_Data provided_
^^^^
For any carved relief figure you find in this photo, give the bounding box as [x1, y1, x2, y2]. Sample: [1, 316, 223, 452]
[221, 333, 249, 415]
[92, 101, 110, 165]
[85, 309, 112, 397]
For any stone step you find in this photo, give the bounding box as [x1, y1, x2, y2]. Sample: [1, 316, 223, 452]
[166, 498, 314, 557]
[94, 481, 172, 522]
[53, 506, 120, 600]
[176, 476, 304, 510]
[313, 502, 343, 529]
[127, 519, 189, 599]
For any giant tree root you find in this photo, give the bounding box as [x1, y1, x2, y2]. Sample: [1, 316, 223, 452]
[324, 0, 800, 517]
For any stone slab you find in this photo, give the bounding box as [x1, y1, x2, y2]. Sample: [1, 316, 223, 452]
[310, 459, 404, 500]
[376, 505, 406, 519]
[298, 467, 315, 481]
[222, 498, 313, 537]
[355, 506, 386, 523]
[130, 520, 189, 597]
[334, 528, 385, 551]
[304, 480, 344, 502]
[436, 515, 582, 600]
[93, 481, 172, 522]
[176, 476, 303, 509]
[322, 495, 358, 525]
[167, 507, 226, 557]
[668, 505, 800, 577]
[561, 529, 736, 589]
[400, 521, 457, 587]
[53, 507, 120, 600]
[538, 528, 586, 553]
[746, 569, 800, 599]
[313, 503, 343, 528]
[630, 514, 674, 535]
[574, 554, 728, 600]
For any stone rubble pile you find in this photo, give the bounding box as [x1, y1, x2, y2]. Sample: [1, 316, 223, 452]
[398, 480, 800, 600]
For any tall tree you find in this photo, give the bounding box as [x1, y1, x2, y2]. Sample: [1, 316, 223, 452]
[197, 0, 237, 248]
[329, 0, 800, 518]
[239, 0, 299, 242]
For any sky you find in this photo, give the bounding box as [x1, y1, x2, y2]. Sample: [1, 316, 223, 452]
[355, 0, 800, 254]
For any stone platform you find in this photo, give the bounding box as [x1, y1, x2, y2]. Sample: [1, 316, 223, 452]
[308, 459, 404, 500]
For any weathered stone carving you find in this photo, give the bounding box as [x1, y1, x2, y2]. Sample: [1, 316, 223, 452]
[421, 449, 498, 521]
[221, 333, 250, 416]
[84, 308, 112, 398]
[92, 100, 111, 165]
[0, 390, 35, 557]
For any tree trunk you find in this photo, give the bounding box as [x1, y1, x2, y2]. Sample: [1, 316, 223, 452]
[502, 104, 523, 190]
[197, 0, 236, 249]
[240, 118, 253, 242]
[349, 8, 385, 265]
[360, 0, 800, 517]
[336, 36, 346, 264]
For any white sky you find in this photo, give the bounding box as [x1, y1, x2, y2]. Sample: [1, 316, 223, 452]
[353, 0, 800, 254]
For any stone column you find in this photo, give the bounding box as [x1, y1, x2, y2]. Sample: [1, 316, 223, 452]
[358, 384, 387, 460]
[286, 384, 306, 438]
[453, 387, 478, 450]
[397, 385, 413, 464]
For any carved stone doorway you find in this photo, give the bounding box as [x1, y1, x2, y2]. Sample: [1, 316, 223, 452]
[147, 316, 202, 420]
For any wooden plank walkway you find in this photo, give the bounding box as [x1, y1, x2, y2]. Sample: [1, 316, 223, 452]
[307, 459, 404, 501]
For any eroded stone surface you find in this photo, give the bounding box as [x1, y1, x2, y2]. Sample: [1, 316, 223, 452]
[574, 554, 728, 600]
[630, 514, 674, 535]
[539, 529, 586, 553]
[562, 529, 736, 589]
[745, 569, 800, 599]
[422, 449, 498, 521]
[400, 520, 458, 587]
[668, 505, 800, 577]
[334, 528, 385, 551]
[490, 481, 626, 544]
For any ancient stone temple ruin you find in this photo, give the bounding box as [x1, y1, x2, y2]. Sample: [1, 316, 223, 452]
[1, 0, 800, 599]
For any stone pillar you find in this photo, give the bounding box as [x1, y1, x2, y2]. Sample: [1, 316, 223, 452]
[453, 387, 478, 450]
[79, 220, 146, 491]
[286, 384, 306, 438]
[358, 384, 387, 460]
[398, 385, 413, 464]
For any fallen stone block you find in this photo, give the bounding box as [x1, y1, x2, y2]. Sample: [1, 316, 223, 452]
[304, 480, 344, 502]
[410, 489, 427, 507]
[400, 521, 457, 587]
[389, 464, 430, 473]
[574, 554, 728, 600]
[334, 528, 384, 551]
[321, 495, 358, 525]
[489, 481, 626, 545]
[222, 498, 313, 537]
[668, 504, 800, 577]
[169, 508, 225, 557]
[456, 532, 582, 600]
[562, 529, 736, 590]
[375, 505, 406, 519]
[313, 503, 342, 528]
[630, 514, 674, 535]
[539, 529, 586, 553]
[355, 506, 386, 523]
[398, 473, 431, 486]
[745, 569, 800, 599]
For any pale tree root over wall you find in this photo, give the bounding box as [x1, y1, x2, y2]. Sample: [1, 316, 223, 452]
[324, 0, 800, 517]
^^^^
_Problem_
Write the material out again word for word.

_Reply_
For any carved relief figure you find in this photo, give the bounding box as [x1, y1, x2, y2]. Sample: [1, 316, 223, 452]
[221, 333, 249, 415]
[92, 101, 110, 165]
[85, 309, 112, 397]
For any stone step you find in this photo, give the bounding box as [x1, y1, x2, y2]. Sample: [1, 316, 223, 452]
[166, 498, 314, 557]
[94, 481, 172, 522]
[53, 506, 120, 600]
[176, 476, 304, 510]
[313, 502, 343, 529]
[127, 519, 189, 599]
For any giant tree root you find in this photo, give the bounding box as [x1, y1, x2, y2]. Sample: [1, 316, 223, 452]
[324, 0, 800, 517]
For any stone slab you find in this photo, give the bounding box as [x1, y1, x2, y2]. Sample: [1, 316, 223, 452]
[310, 459, 404, 500]
[376, 505, 406, 519]
[298, 467, 315, 481]
[222, 498, 313, 537]
[355, 506, 386, 523]
[130, 520, 189, 597]
[334, 528, 385, 551]
[304, 480, 344, 502]
[436, 515, 582, 600]
[93, 481, 172, 522]
[176, 476, 303, 509]
[322, 495, 358, 525]
[167, 507, 226, 557]
[668, 505, 800, 577]
[561, 529, 736, 589]
[400, 521, 457, 587]
[53, 507, 120, 600]
[538, 528, 586, 553]
[746, 569, 800, 599]
[313, 503, 343, 528]
[630, 514, 674, 535]
[574, 554, 728, 600]
For any stone rubble pile you find in this photo, give the bounding box as [x1, y1, x2, y2]. Sample: [1, 316, 223, 452]
[398, 480, 800, 600]
For any tall tree you find in this photo, give the bounding box as [x1, y1, x2, y2]. Sample: [1, 316, 223, 452]
[197, 0, 237, 248]
[329, 0, 800, 518]
[239, 0, 299, 242]
For any sky you find in this photo, give the bounding box as [x1, y1, x2, y2]. Sample: [1, 316, 223, 452]
[355, 0, 800, 254]
For any stone platform you find in this photo, give the bounding box as [x1, y1, x2, y2]. Sample: [1, 316, 223, 452]
[308, 459, 404, 500]
For any weathered stone carving you find in this photo, give the bounding box as [x1, y1, x2, y2]. Sample: [1, 316, 223, 452]
[421, 449, 498, 521]
[221, 333, 250, 416]
[84, 308, 112, 398]
[92, 100, 111, 165]
[0, 390, 35, 557]
For any tree trunk you find in this photo, give the bounding box as [x1, y1, x2, y2]. Sample: [1, 316, 223, 452]
[502, 104, 523, 190]
[197, 0, 236, 249]
[240, 118, 253, 242]
[349, 8, 385, 265]
[360, 0, 800, 517]
[336, 36, 346, 264]
For any white sky you find in this photo, give the bounding box as [x1, y1, x2, y2]. Sample: [1, 316, 223, 452]
[353, 0, 800, 254]
For any stone column you find in this photo, give the bounding box as [x1, y1, x2, y2]. Sample: [1, 316, 223, 452]
[358, 384, 387, 460]
[286, 384, 306, 438]
[453, 387, 478, 450]
[397, 385, 413, 464]
For any carved stone doorway you find in this photo, give the bounding box as [x1, y1, x2, y2]. Sample: [1, 316, 223, 452]
[147, 316, 202, 420]
For any wooden plank walkway you find in this photo, give the bounding box as [x1, y1, x2, y2]. Sample: [1, 316, 223, 452]
[307, 459, 404, 501]
For any eroded stone surface you find in this photo, give the bounding box as [x1, y1, x2, y2]. Sample: [1, 316, 223, 452]
[574, 554, 728, 600]
[630, 514, 674, 535]
[539, 529, 586, 553]
[562, 529, 736, 589]
[745, 569, 800, 599]
[422, 449, 498, 521]
[400, 520, 458, 587]
[668, 505, 800, 577]
[334, 528, 385, 551]
[490, 481, 626, 544]
For any ancient stone temple ruin you find in this photo, give the bounding box as [x1, y1, x2, y2]. Sample: [1, 316, 223, 452]
[1, 0, 800, 599]
For any stone pillar you find in this photo, give the bounding box as [x1, y1, x2, y2]. Sample: [1, 316, 223, 452]
[453, 387, 478, 450]
[79, 220, 146, 491]
[286, 384, 306, 438]
[358, 384, 387, 460]
[398, 385, 413, 464]
For any fallen stone block you find in this photo, give the bounding box as [x1, y1, x2, y2]. Sample: [1, 316, 223, 452]
[304, 480, 344, 502]
[410, 489, 427, 507]
[400, 521, 457, 587]
[389, 464, 430, 473]
[574, 554, 728, 600]
[334, 528, 384, 551]
[321, 495, 358, 525]
[489, 481, 626, 545]
[222, 498, 313, 537]
[668, 504, 800, 577]
[169, 508, 225, 557]
[456, 532, 582, 600]
[562, 529, 736, 590]
[375, 505, 406, 519]
[313, 503, 342, 528]
[630, 514, 674, 535]
[539, 529, 586, 553]
[355, 506, 386, 523]
[398, 473, 431, 486]
[745, 569, 800, 599]
For any pale tree root over wall you find in this photo, give the bounding box as [x1, y1, x2, y2]. Sample: [1, 316, 223, 452]
[324, 0, 800, 517]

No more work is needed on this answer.